DIRECTION:
Starting at the line that contains "backdrop for player-tracking calibration." and ending at the line that contains "[154,69,181,86]", rewrite only those lines of the listing with the requests included. Scale every bounding-box coordinate by 0.2, rounding to whole numbers with halves rounded up.

(Collection entries)
▬▬▬

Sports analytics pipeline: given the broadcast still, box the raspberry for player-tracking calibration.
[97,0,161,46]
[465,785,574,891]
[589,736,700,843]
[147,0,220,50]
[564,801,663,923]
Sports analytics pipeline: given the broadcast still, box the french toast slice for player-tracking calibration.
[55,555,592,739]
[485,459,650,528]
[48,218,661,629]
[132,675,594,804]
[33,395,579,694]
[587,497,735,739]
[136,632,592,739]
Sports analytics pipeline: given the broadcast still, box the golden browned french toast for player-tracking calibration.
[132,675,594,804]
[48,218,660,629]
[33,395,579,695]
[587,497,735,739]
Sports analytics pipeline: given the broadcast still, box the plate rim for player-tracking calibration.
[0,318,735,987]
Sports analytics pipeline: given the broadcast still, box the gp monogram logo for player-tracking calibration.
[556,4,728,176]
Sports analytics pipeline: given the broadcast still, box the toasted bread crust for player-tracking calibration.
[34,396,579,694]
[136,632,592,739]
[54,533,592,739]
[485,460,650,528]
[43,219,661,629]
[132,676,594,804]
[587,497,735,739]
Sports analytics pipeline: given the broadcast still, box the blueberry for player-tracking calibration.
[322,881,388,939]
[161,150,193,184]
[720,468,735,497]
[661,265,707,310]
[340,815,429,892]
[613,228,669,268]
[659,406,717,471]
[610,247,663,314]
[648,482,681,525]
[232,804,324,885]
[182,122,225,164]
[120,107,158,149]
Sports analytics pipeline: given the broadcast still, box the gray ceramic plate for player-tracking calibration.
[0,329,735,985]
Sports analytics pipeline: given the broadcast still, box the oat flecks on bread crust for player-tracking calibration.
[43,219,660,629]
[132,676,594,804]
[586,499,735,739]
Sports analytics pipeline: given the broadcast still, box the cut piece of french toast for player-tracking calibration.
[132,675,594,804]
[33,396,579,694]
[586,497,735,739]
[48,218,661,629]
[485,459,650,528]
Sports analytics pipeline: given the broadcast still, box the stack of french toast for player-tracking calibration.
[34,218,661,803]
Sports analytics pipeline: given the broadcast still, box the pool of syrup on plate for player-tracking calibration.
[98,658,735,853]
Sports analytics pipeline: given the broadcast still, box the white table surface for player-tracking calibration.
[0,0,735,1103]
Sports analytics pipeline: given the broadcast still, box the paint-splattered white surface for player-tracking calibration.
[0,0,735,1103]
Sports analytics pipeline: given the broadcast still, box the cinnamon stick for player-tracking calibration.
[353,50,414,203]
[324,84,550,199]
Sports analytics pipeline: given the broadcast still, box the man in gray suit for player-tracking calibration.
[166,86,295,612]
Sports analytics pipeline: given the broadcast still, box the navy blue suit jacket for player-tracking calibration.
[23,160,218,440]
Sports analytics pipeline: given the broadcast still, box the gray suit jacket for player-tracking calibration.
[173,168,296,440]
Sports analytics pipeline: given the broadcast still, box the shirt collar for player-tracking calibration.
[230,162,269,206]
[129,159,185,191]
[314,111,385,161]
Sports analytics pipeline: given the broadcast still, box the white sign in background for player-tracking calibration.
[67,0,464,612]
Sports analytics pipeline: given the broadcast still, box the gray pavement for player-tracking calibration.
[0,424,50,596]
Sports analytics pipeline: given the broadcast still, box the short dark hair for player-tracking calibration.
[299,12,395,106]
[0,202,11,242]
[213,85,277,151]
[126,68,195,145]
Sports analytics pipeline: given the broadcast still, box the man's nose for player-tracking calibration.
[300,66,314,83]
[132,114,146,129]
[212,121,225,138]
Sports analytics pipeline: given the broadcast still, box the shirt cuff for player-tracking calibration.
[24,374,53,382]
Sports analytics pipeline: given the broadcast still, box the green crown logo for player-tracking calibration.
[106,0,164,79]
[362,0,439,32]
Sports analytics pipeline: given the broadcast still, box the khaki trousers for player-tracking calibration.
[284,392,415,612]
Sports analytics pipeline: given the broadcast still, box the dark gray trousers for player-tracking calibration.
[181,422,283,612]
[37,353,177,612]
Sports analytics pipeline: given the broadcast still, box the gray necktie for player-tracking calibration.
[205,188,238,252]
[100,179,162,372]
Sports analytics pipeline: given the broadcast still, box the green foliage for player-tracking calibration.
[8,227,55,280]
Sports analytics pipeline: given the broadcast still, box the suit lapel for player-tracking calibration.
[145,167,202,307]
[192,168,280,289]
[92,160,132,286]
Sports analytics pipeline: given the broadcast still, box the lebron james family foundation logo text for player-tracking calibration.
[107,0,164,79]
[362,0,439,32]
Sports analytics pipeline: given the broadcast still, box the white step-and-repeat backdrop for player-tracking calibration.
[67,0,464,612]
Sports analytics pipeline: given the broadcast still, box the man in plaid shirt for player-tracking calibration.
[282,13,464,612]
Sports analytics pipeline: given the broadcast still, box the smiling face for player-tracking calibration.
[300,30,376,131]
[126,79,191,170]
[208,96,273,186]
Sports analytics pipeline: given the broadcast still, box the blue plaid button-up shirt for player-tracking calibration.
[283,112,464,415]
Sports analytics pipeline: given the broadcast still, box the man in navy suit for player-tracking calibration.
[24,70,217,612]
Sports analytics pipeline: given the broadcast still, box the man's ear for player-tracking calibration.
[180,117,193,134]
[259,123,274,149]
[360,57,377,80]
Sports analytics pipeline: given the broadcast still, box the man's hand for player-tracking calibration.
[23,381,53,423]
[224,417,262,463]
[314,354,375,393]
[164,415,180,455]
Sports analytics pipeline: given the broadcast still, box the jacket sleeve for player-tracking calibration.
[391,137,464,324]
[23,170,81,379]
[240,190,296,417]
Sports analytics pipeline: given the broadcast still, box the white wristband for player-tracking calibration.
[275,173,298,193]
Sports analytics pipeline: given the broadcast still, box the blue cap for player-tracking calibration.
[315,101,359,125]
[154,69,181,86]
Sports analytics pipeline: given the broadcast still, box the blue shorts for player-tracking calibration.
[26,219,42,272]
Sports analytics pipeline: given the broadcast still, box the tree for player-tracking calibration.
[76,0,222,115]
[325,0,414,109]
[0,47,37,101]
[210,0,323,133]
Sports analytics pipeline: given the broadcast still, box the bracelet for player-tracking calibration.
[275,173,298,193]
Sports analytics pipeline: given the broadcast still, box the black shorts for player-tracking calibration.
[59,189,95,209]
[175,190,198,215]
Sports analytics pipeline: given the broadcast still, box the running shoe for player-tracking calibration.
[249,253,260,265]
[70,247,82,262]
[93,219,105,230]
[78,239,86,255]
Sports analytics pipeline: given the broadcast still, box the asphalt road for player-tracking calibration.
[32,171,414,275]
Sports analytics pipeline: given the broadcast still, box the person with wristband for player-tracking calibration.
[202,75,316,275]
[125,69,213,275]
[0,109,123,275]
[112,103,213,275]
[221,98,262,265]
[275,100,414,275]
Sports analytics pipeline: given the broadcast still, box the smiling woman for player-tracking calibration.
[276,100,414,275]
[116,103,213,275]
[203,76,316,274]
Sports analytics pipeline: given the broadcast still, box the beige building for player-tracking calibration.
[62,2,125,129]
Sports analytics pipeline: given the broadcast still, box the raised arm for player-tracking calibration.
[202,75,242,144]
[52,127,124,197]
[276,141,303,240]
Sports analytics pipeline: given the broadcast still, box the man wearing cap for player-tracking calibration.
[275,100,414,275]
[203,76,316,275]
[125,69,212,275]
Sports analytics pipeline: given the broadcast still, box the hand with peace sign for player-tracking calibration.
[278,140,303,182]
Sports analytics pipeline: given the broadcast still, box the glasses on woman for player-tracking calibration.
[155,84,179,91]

▬▬▬

EXERCISE RESPONSE:
Sports analytics pipeline: given the broadcast still, box the white step-and-repeat backdrop for player-tracking calibration.
[13,0,93,122]
Sports analytics pipeline: given the broadcast still, box the man in plaid shirt for player-tracking calibration.
[56,3,93,122]
Sports analytics pipeline: given the broadcast still, box the smiling face for player-tracking calibration.
[60,6,75,26]
[25,16,38,34]
[42,19,55,37]
Sports analytics pipeline: given the broadcast still, box the blue plaid button-up shirt for player-tracking calibration.
[57,22,93,83]
Sports analytics pipeline: given the broadcast still, box the man in navy suit for player-tracking calibration.
[5,14,43,122]
Sports analytics pipeline: given the broadcast still, box the man's ear for player-tracking calibration.
[36,23,39,27]
[52,25,55,30]
[72,11,75,16]
Sports analytics pipeline: given the broadcast still, box the man's hand for player-tracking calibration.
[5,76,11,85]
[45,83,52,93]
[63,71,75,79]
[33,83,36,91]
Sports analytics pipeline: given the broadcast still, box the jacket sleeve for player-tracking calibration.
[78,27,93,65]
[5,34,16,76]
[48,38,59,83]
Sports analytics pipeline: given the broadcast still, box the white wristband for player-tracking calibration.
[55,35,60,39]
Sports analytics pipeline: given the broadcast still, box the blue cap for player-tracking calibration.
[63,20,72,25]
[31,14,36,17]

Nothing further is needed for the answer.